ESPLORARE IL MATERIALE:
1. Riporti dal testo la parte compresa tra "Il dehors è" e "me, frega niente.", estremi inclusi.
2. Secondo il testo, perché chi scrive, seduto nel dehors del bar, non riesce né a leggere né a lavorare? Risponda in una, due o tre frasi.

Per esempio sabato, questo sabato, 23 ottobre.
Alle 11 circa sono in un bar di un centro, a un’ora di macchina da casa mia. Ho accompagnato mio figlio (13 anni a gennaio) a un torneo di basket. Mio figlio ha giocato la sua prima partita e io sono nel dehors del bar, con computer e due libri nello zaino***.
Sono stanco: ho dormito meno di quattro ore. Prendo un caffè macchiato, poi un altro, vorrei o leggere o lavorare. Non posso. Troppo stanco per essere concentrato mentre delle persone parlano.
Il dehors è piccolo, il bar è l’unico nelle vicinanze. O sto lì o mi rinchiudo in auto, mi dico.
Le persone che parlano mi fanno pensare.
Non parlano né di covid (per fortuna) né del nuovo governo (avrei ascoltato con piacere).
No. Si tratta di persone che sbagliano i congiuntivi, mentre parlano (anche mio padre li sbaglia: se non hai potuto studiare vuol dire che… non ha potuto imparare il congiuntivo), e soprattutto parlano di cose di cui, a me, frega niente.
Parlano di pastiglie di freni e di dischi dei freni. Quanto costa rifarli a questa macchina, quanto costa per quest’altra…
Come saranno le pastiglie dei freni?, mi domando.

DATI DA ESAMINARE:
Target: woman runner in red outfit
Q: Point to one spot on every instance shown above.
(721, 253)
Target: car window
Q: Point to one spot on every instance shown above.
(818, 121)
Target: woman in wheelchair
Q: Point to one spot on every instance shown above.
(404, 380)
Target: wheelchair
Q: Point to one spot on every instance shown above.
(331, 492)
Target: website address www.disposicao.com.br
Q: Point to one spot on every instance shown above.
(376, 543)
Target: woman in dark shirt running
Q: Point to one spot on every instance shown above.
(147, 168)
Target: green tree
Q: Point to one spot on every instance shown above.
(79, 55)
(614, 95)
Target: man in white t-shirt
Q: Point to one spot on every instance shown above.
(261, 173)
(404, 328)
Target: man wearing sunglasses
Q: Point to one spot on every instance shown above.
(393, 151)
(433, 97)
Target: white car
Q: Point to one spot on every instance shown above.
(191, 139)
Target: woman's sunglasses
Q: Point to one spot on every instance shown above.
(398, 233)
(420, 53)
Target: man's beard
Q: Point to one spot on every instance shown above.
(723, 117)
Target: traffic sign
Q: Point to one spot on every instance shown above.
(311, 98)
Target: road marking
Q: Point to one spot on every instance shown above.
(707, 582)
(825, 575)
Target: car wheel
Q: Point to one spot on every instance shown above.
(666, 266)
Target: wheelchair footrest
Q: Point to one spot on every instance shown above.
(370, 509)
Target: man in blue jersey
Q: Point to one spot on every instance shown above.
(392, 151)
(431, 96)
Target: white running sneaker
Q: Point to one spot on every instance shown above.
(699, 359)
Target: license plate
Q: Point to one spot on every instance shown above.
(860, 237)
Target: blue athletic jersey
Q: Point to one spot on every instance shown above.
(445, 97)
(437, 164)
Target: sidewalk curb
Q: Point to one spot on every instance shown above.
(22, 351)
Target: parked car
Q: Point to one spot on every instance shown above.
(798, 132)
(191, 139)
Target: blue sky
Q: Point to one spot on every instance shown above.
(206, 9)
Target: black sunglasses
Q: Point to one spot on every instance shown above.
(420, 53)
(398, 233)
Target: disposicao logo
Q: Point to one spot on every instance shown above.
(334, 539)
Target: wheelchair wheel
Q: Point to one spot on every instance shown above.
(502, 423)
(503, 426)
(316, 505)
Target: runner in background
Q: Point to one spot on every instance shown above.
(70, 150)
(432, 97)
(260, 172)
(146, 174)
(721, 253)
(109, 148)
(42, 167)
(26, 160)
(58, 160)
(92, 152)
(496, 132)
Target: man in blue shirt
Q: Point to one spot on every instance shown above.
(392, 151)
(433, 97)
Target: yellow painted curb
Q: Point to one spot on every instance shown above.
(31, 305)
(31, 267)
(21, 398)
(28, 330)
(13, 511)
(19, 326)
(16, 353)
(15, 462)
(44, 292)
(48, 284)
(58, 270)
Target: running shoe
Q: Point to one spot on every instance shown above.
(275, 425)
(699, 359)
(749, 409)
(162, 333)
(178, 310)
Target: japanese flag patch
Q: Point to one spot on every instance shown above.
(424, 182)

ELENCO DELLE SOLUZIONI:
1.
Il dehors è piccolo, il bar è l’unico nelle vicinanze. O sto lì o mi rinchiudo in auto, mi dico.
Le persone che parlano mi fanno pensare.
Non parlano né di covid (per fortuna) né del nuovo governo (avrei ascoltato con piacere).
No. Si tratta di persone che sbagliano i congiuntivi, mentre parlano (anche mio padre li sbaglia: se non hai potuto studiare vuol dire che… non ha potuto imparare il congiuntivo), e soprattutto parlano di cose di cui, a me, frega niente.

2. Chi scrive ha dormito meno di quattro ore. È quindi troppo stanco per concentrarsi mentre le persone intorno parlano.